What to produce | In the forum thread about buzzing speakers, what does Jerrick suggest could really be causing the noise?

──────── Passage shown ────────

# What is this buzzing noise coming from my speakers?



## blazin6543 (Aug 24, 2008)

I recently purchased a computer, and have noticed quite loud and annoying buzzing sounds while I am doing tasks or other things on the pc. I noticed it a little with my other pc, but with this one it's really quite annoying. The best way I can explain it, if you watch a video that is really low volume, and you need to increase your volume on your speakers to max, you may be able to experience it, but it's strange because I haven't touch the volume on the speakers at all, not one bit, and I am getting these noises more now. I have also noticed it when I am doing simple tasks such as clicking and unclicking buttons in a program, you can hear this faint noise as well, I'm assuming it some sort of static interference, but considering I haven't changed my speakers one bit since getting this pc has be confused.

What is this and anyone to stop it?


----------



## chibicitiberiu (Aug 24, 2008)

What kind of of noises?
There are two kinds that can appear:
1. Error/warning noises which is a beep sort of similar to the phone when calling someone.
2. Interferences with external devices, like radio emitters (mobile phones, wireless mouse/keyboard which uses radio, not bluetooth).
When someone calls you and the mobile phone is near speakers, they make noises.


----------



## blazin6543 (Aug 25, 2008)

chibicitiberiu said:


> What kind of of noises?
> There are two kinds that can appear:
> 1. Error/warning noises which is a beep sort of similar to the phone when calling someone.
> 2. Interferences with external devices, like radio emitters (mobile phones, wireless mouse/keyboard which uses radio, not bluetooth).
> When someone calls you and the mobile phone is near speakers, they make noises.



no no not beeping or warning sounds, it's probably some sort of interference, a constant, sometimes quite sometimes quite loud, kind of buzzing noise. imagine a bee in your speakers


----------



## chibicitiberiu (Aug 25, 2008)

So it's more like an interference with something... do you have a wireless mouse/keyboard?
Try turning them off. Will it still make noise?


----------



## cohen (Aug 25, 2008)

ok, it is sort of normal.... try turning down the audio on your computer...

also try what chibicitiberiu said.


----------



## Jerrick (Aug 25, 2008)

Are you sure its your speakers?

Unplug them, and do some work on the comp. To me, it sounds like your new computer has loud fans or loud hardrives. Maybe both.

──────── Extracted material ────────

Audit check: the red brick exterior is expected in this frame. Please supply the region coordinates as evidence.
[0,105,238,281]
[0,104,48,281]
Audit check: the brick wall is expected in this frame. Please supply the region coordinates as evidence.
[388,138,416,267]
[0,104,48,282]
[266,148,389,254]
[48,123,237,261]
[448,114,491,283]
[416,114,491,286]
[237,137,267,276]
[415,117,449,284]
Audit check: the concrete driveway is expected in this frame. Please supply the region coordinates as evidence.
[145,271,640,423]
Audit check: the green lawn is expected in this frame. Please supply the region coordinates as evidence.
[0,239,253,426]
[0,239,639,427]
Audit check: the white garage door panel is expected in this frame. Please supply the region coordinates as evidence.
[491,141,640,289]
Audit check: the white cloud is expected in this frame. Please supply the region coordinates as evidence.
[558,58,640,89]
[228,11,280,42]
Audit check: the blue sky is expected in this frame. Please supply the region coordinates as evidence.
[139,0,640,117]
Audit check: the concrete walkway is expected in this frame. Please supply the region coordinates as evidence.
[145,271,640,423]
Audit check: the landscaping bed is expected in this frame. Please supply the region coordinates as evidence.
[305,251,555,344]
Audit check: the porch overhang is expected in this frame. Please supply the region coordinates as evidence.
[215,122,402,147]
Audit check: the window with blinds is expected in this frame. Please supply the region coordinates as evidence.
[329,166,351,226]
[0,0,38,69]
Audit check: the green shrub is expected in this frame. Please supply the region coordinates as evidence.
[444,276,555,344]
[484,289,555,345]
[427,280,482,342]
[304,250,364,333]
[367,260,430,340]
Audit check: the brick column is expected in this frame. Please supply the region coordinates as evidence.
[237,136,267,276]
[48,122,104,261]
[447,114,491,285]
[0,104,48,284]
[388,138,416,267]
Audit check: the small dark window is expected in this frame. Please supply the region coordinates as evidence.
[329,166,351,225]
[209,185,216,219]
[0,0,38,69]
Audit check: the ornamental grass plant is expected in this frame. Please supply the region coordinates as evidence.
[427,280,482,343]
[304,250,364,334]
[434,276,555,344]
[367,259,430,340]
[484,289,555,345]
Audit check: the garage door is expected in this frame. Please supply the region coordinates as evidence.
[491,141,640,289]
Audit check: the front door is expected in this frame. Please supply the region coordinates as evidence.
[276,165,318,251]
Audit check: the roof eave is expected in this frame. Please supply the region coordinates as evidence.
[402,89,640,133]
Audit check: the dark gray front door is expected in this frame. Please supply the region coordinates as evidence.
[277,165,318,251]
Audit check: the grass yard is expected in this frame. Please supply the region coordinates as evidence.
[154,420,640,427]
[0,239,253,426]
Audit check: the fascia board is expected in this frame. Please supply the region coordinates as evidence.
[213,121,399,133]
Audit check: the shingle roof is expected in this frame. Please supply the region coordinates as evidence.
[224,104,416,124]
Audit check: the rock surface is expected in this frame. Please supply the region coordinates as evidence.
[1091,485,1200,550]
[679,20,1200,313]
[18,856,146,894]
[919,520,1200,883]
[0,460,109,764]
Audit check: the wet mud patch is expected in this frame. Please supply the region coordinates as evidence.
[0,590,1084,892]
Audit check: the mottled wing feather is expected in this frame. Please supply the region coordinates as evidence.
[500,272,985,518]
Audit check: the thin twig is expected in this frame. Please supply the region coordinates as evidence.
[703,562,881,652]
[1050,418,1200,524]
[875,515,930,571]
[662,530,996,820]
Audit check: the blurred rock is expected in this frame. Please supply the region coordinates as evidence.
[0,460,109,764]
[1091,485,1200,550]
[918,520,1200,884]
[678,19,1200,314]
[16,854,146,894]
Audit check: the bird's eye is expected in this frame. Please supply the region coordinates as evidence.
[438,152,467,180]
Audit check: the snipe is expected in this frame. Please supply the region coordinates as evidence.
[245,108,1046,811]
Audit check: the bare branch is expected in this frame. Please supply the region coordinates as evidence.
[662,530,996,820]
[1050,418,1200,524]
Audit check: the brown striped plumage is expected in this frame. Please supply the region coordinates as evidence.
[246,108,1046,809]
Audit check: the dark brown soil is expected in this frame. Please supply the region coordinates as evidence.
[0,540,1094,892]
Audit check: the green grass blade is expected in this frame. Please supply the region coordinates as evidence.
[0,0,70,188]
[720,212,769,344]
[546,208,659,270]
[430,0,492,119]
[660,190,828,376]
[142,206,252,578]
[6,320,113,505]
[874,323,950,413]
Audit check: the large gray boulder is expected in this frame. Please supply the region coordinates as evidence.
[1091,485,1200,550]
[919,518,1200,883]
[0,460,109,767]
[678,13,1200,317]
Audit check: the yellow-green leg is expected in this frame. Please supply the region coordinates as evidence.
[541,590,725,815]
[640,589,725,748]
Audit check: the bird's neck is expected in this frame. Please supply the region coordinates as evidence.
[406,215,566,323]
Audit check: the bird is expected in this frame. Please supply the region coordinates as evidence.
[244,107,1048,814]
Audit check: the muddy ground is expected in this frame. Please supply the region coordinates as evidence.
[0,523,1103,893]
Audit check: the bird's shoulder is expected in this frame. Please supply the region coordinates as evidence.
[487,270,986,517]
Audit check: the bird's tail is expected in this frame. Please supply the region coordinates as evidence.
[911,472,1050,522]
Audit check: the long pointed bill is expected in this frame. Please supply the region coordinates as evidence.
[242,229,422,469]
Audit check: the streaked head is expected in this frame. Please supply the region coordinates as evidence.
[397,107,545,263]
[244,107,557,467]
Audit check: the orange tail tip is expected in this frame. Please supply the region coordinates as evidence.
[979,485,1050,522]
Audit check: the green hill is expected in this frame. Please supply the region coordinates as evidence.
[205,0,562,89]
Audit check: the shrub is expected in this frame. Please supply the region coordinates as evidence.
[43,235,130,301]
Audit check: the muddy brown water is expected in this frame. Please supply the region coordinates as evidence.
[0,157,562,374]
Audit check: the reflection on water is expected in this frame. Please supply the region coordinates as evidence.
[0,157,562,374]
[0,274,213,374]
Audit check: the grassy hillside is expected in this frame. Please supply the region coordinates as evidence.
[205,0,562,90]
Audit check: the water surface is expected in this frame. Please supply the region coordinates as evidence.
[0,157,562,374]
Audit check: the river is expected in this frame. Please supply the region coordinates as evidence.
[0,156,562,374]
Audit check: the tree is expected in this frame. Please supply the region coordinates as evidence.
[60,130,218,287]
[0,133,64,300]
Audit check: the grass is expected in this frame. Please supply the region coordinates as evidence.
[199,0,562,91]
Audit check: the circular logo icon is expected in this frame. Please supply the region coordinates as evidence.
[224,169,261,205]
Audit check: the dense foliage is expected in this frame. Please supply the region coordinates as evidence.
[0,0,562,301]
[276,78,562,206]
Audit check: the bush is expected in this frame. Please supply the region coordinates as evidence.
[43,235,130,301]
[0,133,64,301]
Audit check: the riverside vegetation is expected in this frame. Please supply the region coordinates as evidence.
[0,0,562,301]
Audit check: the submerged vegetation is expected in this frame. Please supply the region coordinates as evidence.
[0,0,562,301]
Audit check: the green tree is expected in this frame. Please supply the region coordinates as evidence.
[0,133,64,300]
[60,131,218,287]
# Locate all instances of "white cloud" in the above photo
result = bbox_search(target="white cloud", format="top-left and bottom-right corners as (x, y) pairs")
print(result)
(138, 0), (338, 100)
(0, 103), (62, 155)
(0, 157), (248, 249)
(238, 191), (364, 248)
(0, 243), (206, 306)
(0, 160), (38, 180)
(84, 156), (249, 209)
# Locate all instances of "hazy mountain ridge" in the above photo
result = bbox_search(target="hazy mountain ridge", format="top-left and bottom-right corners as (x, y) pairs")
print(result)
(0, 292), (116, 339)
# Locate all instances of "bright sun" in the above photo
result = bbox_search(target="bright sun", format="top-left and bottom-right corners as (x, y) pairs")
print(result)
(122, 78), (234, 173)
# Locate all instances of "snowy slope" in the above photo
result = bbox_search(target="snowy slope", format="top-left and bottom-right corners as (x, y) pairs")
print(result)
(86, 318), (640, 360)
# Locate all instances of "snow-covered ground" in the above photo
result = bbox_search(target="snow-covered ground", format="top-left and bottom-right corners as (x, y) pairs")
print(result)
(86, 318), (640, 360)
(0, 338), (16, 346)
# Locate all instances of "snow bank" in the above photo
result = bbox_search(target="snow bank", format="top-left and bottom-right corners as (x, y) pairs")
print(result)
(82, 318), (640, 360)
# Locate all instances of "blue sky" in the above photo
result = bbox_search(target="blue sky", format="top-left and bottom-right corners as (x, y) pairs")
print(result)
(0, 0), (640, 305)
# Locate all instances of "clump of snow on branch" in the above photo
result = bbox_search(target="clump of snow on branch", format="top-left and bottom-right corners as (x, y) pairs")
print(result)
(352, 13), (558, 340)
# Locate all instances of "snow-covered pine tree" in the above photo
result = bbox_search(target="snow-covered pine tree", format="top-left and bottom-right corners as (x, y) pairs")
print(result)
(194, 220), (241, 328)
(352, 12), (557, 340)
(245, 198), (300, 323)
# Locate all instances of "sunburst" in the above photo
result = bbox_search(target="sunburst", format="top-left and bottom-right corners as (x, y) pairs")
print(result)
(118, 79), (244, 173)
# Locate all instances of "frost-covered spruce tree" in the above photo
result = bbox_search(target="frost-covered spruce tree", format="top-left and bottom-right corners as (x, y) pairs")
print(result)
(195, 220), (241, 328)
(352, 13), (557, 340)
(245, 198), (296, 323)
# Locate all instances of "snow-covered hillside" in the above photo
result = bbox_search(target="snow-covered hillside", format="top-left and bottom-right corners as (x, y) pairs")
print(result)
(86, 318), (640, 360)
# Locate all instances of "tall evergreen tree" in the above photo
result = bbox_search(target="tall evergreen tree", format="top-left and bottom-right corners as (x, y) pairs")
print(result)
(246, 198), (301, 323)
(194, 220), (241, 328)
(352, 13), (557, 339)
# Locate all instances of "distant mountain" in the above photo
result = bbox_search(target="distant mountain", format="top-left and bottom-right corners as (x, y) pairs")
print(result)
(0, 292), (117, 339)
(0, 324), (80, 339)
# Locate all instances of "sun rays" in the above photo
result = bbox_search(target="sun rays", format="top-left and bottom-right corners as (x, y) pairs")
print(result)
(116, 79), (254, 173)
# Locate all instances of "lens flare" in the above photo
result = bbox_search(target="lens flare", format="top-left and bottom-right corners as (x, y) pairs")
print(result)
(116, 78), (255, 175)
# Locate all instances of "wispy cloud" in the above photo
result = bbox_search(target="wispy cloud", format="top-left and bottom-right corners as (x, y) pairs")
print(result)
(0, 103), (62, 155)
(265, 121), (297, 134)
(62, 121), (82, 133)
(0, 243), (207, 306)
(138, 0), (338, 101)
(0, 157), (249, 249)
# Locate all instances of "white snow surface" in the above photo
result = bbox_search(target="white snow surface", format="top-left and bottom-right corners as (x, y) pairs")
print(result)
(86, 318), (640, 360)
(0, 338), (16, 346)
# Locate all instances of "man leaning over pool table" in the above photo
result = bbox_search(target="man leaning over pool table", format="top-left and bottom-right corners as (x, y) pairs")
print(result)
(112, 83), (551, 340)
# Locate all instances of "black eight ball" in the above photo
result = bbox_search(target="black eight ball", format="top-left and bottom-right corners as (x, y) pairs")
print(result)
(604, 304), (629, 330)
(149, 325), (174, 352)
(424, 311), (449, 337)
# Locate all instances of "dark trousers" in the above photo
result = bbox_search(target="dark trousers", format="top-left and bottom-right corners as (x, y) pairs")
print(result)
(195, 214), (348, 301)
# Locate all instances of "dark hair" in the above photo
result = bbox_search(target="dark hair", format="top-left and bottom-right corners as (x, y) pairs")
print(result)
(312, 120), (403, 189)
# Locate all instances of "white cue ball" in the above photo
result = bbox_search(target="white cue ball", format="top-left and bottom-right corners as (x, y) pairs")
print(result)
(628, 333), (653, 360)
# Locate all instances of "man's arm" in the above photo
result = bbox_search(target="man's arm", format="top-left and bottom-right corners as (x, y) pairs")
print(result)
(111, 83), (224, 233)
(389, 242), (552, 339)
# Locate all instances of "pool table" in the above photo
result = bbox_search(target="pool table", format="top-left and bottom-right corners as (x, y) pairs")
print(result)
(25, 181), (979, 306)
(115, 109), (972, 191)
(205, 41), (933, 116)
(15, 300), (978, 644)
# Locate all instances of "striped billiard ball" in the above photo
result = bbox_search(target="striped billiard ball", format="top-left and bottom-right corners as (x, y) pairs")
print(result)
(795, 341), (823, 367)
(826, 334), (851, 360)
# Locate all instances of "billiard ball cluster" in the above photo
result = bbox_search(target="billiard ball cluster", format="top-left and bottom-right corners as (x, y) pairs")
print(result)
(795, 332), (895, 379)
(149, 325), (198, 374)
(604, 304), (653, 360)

────────

Full solution | Loud fans or loud hard drives in the new computer, or maybe both.